▶ _Tarea asignada 1_
En el extracto sobre los proyectos juveniles de Hitler, ¿por qué esos proyectos grandiosos pero irrealistas le permitían compaginar su vida interior y su vida exterior? Responde en una a tres oraciones.
▶ _Tarea asignada 2_
Prolonga el extracto sobre los proyectos juveniles de Hitler a partir del punto en que se detiene.

+++ Extracto de página +++

Otro proyecto que puso en marcha en esa época fue un intento a gran escala de solucionar la crisis de la vivienda en Viena, en el que no sólo rediseñó la ciudad, sino también los nuevos apartamentos obreros producto de su imaginación. Tenía otra idea, que consistía en que esa música que tanto amaba debía llegar a la gente de fuera de la gran ciudad, e inventó la «Orquesta Nacional Móvil», una orquesta viajera cuya actividad y repertorio planificó hasta detalles como el color de las camisas de los músicos y el repertorio, cuenta Kubizek. Todos esos proyectos eran como castillos en el aire, poco realistas y en el fondo absurdos, pero dicen mucho del carácter de Hitler, de su dedicación, de la fe ilimitada que tenía en su talento, y cómo así encontró una manera de compaginar su vida interior y exterior, sin tener que pasar por lo social, que seguramente temía o despreciaba, y que en todo caso siempre derrumbaba sus sueños interiores al enfrentarlos con lo exterior, en otras palabras: atribuirles consecuencias en la realidad. La realidad interior es abstracta, la realidad exterior es concreta, y en esos proyectos grandiosos pero irrealistas las dos magnitudes se encontraban de un modo que él podía manejar.

+++ Entradas proporcionadas +++

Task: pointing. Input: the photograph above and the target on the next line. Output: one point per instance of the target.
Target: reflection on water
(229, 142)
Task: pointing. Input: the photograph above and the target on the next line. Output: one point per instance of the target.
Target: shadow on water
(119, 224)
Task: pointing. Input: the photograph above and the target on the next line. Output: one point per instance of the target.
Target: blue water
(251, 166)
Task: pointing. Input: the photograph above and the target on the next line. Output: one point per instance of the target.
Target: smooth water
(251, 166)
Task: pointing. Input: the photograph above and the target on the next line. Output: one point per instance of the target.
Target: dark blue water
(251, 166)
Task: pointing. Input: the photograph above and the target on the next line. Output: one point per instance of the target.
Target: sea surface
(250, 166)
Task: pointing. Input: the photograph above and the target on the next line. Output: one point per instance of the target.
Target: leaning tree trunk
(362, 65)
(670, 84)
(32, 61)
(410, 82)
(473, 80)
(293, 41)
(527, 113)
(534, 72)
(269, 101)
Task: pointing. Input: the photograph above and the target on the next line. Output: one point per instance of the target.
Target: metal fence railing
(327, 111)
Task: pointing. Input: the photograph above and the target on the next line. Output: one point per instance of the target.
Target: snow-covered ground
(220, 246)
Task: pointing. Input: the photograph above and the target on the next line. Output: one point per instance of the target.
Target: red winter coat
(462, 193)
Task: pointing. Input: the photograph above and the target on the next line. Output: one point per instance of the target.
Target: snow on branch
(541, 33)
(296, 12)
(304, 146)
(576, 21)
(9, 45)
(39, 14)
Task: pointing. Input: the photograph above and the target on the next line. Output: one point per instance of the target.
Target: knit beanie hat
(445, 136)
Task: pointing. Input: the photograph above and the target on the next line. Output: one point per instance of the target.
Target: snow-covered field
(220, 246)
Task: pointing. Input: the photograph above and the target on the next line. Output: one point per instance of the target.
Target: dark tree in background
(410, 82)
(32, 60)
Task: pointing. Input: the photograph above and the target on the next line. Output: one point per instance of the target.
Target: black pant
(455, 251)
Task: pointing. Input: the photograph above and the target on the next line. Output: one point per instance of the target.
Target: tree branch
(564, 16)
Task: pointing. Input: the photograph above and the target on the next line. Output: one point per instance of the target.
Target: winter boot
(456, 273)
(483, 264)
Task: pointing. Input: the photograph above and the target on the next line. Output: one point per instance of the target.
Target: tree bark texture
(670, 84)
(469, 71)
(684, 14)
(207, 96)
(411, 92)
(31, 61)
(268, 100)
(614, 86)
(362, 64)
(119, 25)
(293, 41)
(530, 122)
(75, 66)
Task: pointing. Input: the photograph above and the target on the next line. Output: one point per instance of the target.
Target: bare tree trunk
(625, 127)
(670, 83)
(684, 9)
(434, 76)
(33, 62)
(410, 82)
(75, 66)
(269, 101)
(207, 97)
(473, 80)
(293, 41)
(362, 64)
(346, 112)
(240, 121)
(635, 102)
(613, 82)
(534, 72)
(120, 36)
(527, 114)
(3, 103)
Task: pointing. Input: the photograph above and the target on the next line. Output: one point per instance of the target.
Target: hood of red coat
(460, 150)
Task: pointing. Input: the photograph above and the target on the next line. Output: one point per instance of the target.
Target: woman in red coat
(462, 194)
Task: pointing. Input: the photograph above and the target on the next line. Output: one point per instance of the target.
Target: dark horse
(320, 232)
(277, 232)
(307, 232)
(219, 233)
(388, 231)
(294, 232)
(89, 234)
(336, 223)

+++

▶ _Respuesta 1_
En esos proyectos se encontraban la realidad interior, que es abstracta, y la realidad exterior, que es concreta, de un modo que él podía manejar. Así evitaba pasar por lo social, que seguramente temía o despreciaba. Lo social siempre derrumbaba sus sueños interiores al enfrentarlos con lo exterior, es decir, al atribuirles consecuencias en la realidad.

▶ _Respuesta 2_
Kubizek y Hitler convivieron en Viena durante cinco meses en la primavera y el verano de 1908. Hitler nunca le contó a Kubizek que no había conseguido entrar en la Academia, y se comportaba de tal modo que pretendía hacer creer a su amigo que estudiaba allí. Compartían habitación; después del episodio con la señora Putifar, pensaron que tal vez fuera lo mejor. Hitler se lo preguntó a su casera, la señora Zakrey, que aceptó quedarse con la vieja habitación de Hitler y cederles la suya a ellos. Kubizek se presentó al día siguiente a la prueba de ingreso en el Conservatorio de Música. Fue admitido, pero Hitler no pareció muy contento cuando se lo contó. «No sabía que tenía un amigo con tanto talento», fue su comentario. En esa época estaba a menudo irritado e irritable, y Kubizek pensaba que ésa era la razón por la que no quería saber nada de sus estudios. Hay muchas cosas que le extrañan, entre otras que Hitler use su tiempo en todo lo que no sea pintar; escribe un drama, lee libros que no tienen ningún vínculo con la pintura, y Kubizek debe de intuir que algo va mal, pero está acostumbrado a la testarudez y excentricidad de Hitler, y piensa que sólo es eso, y que también hay que tener en cuenta que acaba de perder a su madre.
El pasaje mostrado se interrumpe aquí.